A block of data
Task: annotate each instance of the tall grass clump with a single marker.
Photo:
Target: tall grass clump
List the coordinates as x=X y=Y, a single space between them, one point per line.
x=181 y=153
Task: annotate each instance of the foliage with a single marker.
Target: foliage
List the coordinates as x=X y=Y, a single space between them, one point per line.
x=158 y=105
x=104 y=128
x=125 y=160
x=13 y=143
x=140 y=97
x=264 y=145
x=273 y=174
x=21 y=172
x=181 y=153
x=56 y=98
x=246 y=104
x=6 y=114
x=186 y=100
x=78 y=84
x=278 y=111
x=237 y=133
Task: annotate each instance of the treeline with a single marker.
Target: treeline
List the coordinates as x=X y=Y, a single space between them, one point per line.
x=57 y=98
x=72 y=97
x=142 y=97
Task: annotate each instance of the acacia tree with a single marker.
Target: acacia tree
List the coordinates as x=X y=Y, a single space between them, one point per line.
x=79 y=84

...

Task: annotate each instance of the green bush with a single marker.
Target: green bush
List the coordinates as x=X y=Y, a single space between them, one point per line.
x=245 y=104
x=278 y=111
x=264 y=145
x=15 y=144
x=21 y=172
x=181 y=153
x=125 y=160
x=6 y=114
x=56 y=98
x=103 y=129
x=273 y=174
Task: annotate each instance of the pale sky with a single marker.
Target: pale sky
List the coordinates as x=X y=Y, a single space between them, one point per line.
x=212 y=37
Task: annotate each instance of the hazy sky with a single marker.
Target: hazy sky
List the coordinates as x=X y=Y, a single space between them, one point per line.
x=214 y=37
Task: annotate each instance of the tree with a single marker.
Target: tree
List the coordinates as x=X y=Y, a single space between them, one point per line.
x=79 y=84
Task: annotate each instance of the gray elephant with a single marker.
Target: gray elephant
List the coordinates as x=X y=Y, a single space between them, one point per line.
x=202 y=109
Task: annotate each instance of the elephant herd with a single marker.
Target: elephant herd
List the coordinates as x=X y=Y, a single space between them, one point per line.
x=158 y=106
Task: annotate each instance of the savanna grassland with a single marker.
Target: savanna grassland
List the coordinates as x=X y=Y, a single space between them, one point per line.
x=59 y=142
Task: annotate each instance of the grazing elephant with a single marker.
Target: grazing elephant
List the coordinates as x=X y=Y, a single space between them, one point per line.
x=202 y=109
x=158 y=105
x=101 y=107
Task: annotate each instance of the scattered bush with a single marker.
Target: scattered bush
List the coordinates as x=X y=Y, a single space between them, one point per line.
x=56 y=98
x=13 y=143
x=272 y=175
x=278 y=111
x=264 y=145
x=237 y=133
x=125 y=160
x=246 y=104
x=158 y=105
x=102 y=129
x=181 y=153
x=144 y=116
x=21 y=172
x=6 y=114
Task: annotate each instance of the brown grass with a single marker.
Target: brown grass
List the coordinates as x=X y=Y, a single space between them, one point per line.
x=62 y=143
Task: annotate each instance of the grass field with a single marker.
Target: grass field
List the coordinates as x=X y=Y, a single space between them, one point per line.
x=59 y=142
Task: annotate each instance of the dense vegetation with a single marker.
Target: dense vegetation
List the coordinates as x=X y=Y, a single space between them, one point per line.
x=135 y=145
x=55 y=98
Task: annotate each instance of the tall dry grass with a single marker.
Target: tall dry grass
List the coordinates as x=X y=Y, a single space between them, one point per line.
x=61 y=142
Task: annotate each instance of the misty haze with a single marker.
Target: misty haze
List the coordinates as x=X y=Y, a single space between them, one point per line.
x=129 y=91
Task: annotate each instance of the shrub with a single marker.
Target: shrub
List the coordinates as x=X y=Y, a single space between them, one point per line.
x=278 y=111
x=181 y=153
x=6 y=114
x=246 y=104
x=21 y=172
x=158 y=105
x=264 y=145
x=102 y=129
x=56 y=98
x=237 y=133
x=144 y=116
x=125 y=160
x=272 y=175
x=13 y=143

▸ DO THIS:
Count the lines in the items above that contain the word "treeline", treating case as significant, and give only the number.

▸ RESULT FOR THIS TASK:
2